Desktop Metal and Henkel have announced the first initial workflow validations on the Xtreme 8K, the largest DLP build volume machine for the 3D Printing market. Over the past two years, the companies have collaborated on various unique applications on ETEC’s printer platforms for industrial and medical use. The onboarding of Loctite branded formulations represents both partners’ strategic vision to support volume production in additive manufacturing.
A workflow specific to the machine and material is needed to achieve optimal and repeatable results. Loctite 3D Printing has pioneered the sharing of detailed workflows developed specifically to the machine and material. The workflow validations provide complete specifications for printing, curing, and cleaning parts printed with Loctite materials.
The acquisition of ETEC by Desktop Metal in 2021 continues both companies’ partnership agreement and deepens the commitment to drive the adoption of production-level 3D Printing further. As already announced in 2021 Loctite has validated several materials on the ETEC Envision One printers, including:
- Loctite 3D 3955 HDT280 FST – The first 3D photopolymer material that passes vertical burn and aerospace FST standards with an HDT of >300°C. This halogen-free flame retardant material with UL94-V0 rating delivers extremely high HDT and excellent flexural and tensile physical properties.
- Loctite 3D IND406 HDT100 High Elongation – A tough material with all-round strength, good impact resistance, high elongation, and an HDT of >100°C
- Loctite 3D IND402 A70 High Rebound – A high-rebound elastomer with high elongation and energy return that does not require additional thermal post-processing.
The onboarding of photoplastic and photoelastic single-part materials on the Envision One printers allowed users to print highly viscous and solid resins. The additional initial workflows on the Xtreme 8k open up a myriad of solutions across more than eight hundred industry segments.
The Xtreme 8k offers the world’s largest production-grade DLP 3D printer for high-volume production of end-use parts. The Xtreme 8k uses top-down printing to allow for faster curing of each layer, high-power projectors, and a custom optical train to ensure high power is delivered to each voxel. This combination means that the large format 3D printer allows the production of large 3D parts without sacrificing quality or accuracy.
Combining Henkel’s material expertise and ETEC’s advanced printer hardware allows for the adoption of end-use 3D printed parts. With an impressive build volume of 450 x 371 x 399 mm, users can now take advantage of the increased manufacturing capacity of over 150 liters of resin. Coupled with Loctite 3D photoplastic resins, customers can quickly produce tough and durable end-use parts with outstanding surface finish and premium mechanical properties.
“I saw the Xtreme 8K before its release and knew it would excite the industrial additive space with the large build volume. I am pleased with our teams' work to bring Loctite resins to the platform with initial workflow validations," said Sam Bail, Head of Business Development Management and Partnerships for Loctite 3D Printing at Henkel.
The following Loctite branded photopolymer materials have been initially validated on the new Xtreme 8K machine:
- Loctite 3D 3843 HDT60 High Toughness: A high-strength ABS-like engineering plastic with superior impact resistance and excellent surface finish. It displays high green strength and HDT.
- Loctite 3D IND405 HDT50 High Elongation: A high-strength, tough PP-like engineering plastic with outstanding impact resistance and excellent surface finish properties.
“Our team is delighted to partner with Henkel and offer their Loctite materials on our truly differentiated DLP printing systems,” said Ric Fulop, Founder and CEO, Desktop Metal. “By printing Loctite 3D IND405 HDT50 High Elongation and Loctite 3D 3843 HDT60 High Toughness on the ETEC Xtreme 8K, manufacturers will be able to produce on-demand end-use parts in all-new sizes and at higher throughputs that help drive down the per-part cost. What’s more, they won’t need to pay for, or wait for, tooling to get the job done affordably.”

# INFORMATION PROVIDED

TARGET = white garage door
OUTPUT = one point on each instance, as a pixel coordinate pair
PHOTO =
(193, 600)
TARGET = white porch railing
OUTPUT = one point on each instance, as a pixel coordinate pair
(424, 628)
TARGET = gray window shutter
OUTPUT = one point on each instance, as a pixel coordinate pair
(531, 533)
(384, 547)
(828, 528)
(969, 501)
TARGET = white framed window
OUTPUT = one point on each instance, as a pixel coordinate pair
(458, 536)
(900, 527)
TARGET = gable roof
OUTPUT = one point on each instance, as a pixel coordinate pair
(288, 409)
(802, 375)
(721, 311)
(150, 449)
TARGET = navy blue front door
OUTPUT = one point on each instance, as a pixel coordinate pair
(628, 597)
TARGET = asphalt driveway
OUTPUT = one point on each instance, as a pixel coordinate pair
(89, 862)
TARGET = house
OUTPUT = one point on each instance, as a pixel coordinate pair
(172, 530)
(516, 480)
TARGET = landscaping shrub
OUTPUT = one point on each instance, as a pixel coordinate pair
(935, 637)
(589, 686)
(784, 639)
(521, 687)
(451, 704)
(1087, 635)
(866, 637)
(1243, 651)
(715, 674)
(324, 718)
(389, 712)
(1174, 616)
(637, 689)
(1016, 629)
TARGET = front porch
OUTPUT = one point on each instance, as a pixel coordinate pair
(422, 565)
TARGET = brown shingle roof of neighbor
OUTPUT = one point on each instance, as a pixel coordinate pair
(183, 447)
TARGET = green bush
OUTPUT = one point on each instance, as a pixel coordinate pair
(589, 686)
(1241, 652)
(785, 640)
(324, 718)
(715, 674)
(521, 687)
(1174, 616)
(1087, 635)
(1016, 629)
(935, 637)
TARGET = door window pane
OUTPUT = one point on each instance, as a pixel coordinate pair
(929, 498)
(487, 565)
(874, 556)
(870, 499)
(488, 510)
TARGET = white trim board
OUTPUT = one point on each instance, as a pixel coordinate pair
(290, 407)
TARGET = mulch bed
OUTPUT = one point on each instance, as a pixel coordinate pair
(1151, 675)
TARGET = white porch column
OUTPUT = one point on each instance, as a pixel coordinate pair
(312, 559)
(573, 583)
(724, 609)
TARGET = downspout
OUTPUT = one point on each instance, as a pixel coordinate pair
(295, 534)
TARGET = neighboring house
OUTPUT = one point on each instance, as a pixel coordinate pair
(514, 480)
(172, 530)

# WORK TO BE COMPLETED
In the article about the Xtreme 8K, what build volume does the printer have?

# OUTPUT FOR THIS EXERCISE
450 x 371 x 399 mm